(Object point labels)
════════════════════

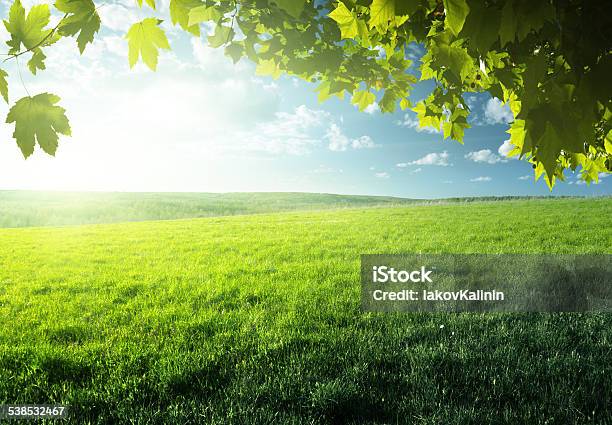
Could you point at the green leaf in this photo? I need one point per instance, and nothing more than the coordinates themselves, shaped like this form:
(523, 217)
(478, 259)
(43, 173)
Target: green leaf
(200, 14)
(29, 31)
(82, 19)
(292, 7)
(38, 120)
(223, 35)
(456, 59)
(363, 99)
(388, 101)
(607, 141)
(179, 13)
(235, 51)
(507, 29)
(145, 38)
(381, 13)
(268, 67)
(481, 27)
(151, 3)
(4, 84)
(456, 12)
(347, 21)
(37, 61)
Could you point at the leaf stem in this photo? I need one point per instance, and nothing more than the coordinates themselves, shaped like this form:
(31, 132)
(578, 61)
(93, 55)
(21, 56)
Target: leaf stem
(40, 43)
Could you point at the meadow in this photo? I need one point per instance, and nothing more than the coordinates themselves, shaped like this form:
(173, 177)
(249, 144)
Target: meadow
(34, 208)
(256, 319)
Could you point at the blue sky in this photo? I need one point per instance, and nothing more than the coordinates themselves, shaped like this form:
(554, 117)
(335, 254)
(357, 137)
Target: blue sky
(201, 123)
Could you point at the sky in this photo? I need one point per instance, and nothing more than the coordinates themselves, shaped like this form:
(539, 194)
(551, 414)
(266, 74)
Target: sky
(202, 124)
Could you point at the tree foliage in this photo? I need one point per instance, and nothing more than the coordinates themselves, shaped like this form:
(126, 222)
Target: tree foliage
(549, 60)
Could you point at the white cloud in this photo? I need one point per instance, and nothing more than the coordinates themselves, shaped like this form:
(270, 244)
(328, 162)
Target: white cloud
(495, 112)
(363, 142)
(412, 122)
(288, 133)
(439, 159)
(324, 169)
(372, 108)
(118, 17)
(484, 155)
(505, 149)
(339, 142)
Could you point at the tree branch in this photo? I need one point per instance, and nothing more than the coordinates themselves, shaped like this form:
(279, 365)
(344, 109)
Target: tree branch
(40, 43)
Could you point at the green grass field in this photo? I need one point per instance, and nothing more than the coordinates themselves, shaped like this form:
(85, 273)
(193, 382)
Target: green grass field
(256, 319)
(31, 208)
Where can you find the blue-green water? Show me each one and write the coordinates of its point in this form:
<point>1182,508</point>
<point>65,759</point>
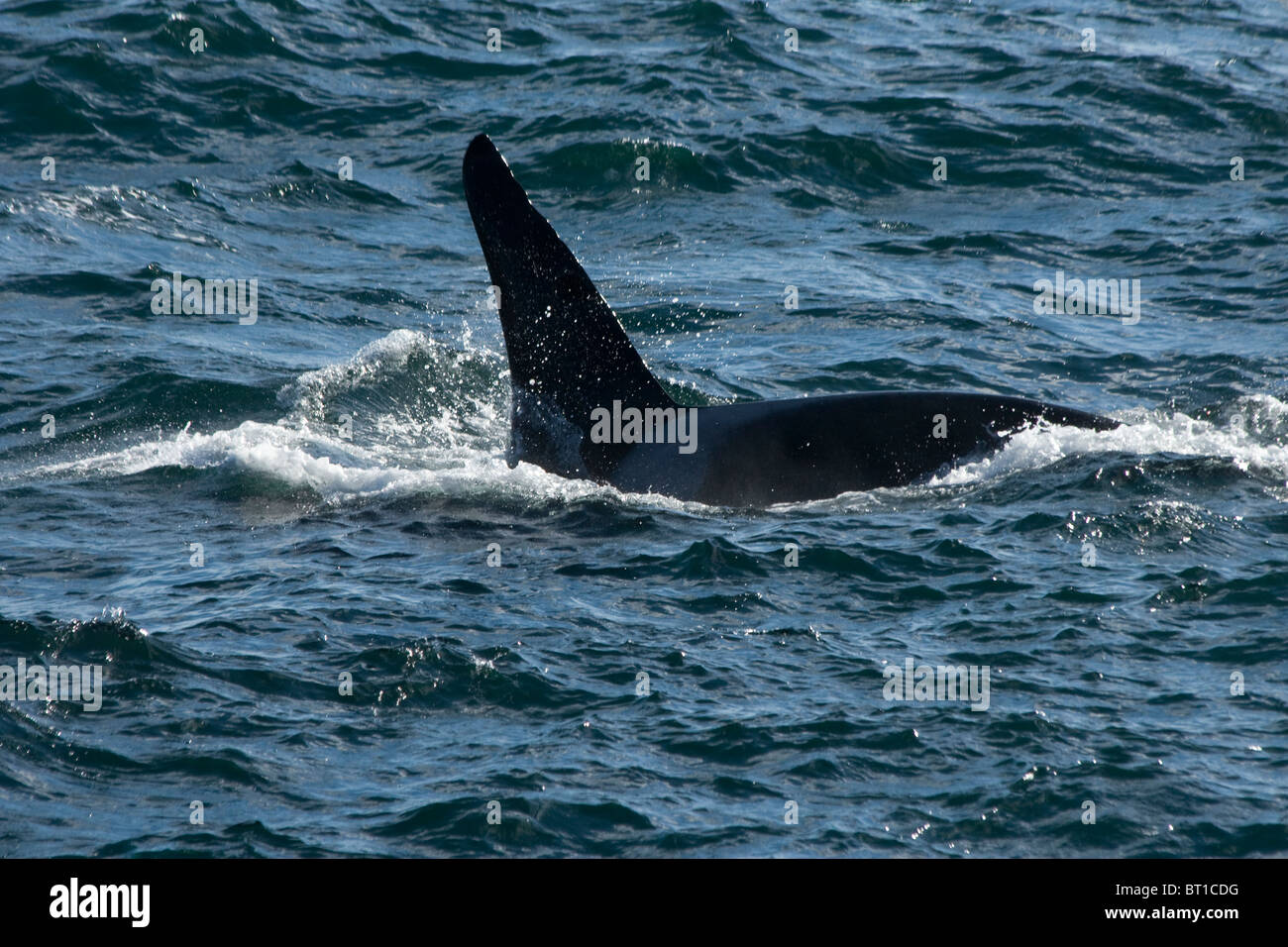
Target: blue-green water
<point>520,684</point>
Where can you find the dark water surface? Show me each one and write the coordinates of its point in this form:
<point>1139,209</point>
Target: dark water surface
<point>327,556</point>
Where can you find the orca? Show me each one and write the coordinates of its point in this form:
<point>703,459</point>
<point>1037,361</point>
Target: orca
<point>587,406</point>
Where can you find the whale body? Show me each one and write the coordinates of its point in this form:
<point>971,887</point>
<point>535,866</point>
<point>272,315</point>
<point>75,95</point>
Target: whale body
<point>587,406</point>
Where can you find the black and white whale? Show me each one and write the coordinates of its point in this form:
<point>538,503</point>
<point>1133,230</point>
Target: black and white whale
<point>587,406</point>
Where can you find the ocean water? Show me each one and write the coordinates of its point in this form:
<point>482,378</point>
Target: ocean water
<point>636,676</point>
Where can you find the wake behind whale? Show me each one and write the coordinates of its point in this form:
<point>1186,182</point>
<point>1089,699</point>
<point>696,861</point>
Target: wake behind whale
<point>587,406</point>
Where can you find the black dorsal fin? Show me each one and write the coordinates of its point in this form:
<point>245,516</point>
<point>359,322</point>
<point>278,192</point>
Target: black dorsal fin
<point>567,350</point>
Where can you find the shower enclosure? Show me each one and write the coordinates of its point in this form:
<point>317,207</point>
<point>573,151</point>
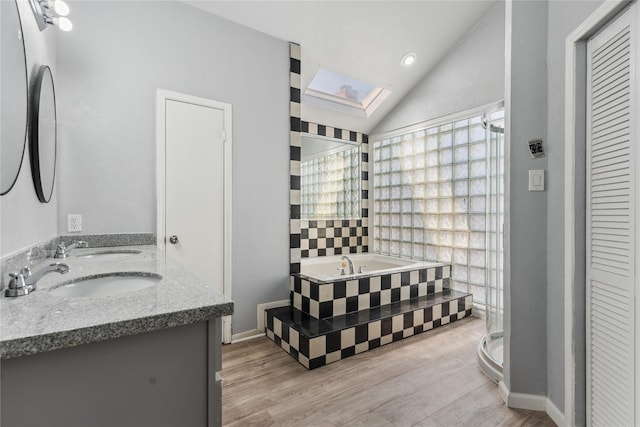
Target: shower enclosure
<point>490,349</point>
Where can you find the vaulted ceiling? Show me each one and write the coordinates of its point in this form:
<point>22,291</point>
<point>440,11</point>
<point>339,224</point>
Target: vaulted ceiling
<point>361,39</point>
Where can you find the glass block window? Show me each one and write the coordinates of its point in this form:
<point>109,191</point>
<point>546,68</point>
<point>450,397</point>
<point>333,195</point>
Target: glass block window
<point>330,186</point>
<point>431,192</point>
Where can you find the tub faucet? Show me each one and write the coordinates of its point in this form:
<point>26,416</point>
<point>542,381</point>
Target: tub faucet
<point>352,270</point>
<point>63,250</point>
<point>25,282</point>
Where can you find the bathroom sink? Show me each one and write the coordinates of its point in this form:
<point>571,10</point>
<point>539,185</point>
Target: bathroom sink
<point>105,285</point>
<point>110,254</point>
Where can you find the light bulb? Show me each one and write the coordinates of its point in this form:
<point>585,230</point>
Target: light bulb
<point>61,8</point>
<point>63,23</point>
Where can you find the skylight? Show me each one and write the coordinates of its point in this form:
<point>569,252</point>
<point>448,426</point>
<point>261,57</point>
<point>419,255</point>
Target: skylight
<point>342,93</point>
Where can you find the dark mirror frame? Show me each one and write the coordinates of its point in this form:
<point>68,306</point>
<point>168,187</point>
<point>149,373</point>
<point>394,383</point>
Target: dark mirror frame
<point>26,110</point>
<point>34,138</point>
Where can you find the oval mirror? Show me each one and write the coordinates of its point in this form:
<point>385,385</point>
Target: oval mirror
<point>13,87</point>
<point>42,138</point>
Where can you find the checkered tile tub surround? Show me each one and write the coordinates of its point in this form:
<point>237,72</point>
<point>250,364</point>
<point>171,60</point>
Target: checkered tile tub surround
<point>333,237</point>
<point>323,300</point>
<point>316,342</point>
<point>297,126</point>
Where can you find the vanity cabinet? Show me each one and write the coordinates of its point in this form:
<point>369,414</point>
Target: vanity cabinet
<point>162,378</point>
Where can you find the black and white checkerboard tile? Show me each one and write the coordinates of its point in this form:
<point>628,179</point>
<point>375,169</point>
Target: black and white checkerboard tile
<point>323,300</point>
<point>317,342</point>
<point>298,247</point>
<point>333,237</point>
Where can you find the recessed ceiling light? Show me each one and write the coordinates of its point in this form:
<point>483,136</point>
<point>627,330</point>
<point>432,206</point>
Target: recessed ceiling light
<point>408,59</point>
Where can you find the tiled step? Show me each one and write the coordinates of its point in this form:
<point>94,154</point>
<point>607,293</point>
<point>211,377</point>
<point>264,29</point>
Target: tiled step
<point>315,342</point>
<point>323,300</point>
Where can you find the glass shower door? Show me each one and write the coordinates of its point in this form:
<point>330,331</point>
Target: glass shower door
<point>491,348</point>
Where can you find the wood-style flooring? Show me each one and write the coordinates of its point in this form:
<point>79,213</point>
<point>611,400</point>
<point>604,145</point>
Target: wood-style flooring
<point>431,379</point>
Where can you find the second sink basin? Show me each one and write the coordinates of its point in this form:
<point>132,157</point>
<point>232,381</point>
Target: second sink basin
<point>106,284</point>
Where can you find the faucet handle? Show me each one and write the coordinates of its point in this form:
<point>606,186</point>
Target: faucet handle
<point>17,285</point>
<point>61,250</point>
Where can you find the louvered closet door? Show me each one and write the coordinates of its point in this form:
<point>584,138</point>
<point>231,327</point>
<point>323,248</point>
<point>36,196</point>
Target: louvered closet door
<point>611,195</point>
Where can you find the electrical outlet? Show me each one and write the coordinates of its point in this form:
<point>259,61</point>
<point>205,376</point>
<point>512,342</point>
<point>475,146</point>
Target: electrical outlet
<point>74,223</point>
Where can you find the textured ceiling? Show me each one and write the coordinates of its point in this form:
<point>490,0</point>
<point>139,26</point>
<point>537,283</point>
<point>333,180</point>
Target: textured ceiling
<point>361,39</point>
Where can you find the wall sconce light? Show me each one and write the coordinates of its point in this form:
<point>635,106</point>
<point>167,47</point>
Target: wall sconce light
<point>52,12</point>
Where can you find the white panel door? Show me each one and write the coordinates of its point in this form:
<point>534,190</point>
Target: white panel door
<point>194,188</point>
<point>194,197</point>
<point>611,224</point>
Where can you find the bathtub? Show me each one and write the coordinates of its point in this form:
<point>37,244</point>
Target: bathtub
<point>326,269</point>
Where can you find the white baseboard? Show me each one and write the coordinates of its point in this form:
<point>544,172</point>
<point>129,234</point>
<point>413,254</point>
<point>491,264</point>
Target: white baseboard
<point>266,306</point>
<point>246,336</point>
<point>532,402</point>
<point>554,413</point>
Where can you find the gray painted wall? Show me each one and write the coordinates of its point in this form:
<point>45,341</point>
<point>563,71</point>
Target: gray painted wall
<point>525,229</point>
<point>470,75</point>
<point>564,17</point>
<point>110,66</point>
<point>24,220</point>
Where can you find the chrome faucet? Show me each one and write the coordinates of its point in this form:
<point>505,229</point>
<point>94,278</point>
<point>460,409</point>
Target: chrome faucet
<point>352,270</point>
<point>25,282</point>
<point>63,250</point>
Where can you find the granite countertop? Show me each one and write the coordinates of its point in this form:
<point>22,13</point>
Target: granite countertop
<point>42,321</point>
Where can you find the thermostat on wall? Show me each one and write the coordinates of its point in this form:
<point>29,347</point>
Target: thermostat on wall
<point>535,147</point>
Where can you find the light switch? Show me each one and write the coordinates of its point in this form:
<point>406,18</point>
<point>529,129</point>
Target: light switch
<point>536,180</point>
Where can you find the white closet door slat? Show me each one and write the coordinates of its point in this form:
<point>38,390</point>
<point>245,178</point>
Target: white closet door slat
<point>610,223</point>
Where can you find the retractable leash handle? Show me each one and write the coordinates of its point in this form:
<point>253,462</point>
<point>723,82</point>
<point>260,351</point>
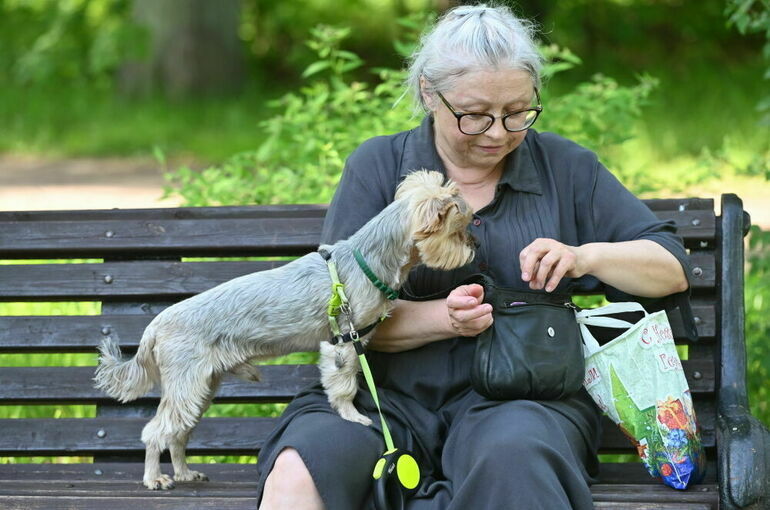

════════════════════

Copy out every line in the stretch from the one containing "Where can you find the granite" through the one containing "<point>610,223</point>", requests included, and increase each coordinate in the answer points by 21. Leave the requests and their format samples unchanged.

* **ANSWER BELOW**
Where can you find the granite countertop? Show me each one and write the coordinates of its point in this form:
<point>22,13</point>
Target: granite countertop
<point>63,342</point>
Where can you find the thermostat on wall? Show me each one and write the coordinates of its point in this form:
<point>29,347</point>
Target: thermostat on wall
<point>556,168</point>
Where can you find the light switch? Show me each one and write the coordinates of its point in this form:
<point>406,18</point>
<point>529,129</point>
Target: light switch
<point>557,201</point>
Where can you find the white closet door slat? Show me each one and write the coordinates of its point in this form:
<point>38,390</point>
<point>245,178</point>
Target: white closet door slat
<point>631,244</point>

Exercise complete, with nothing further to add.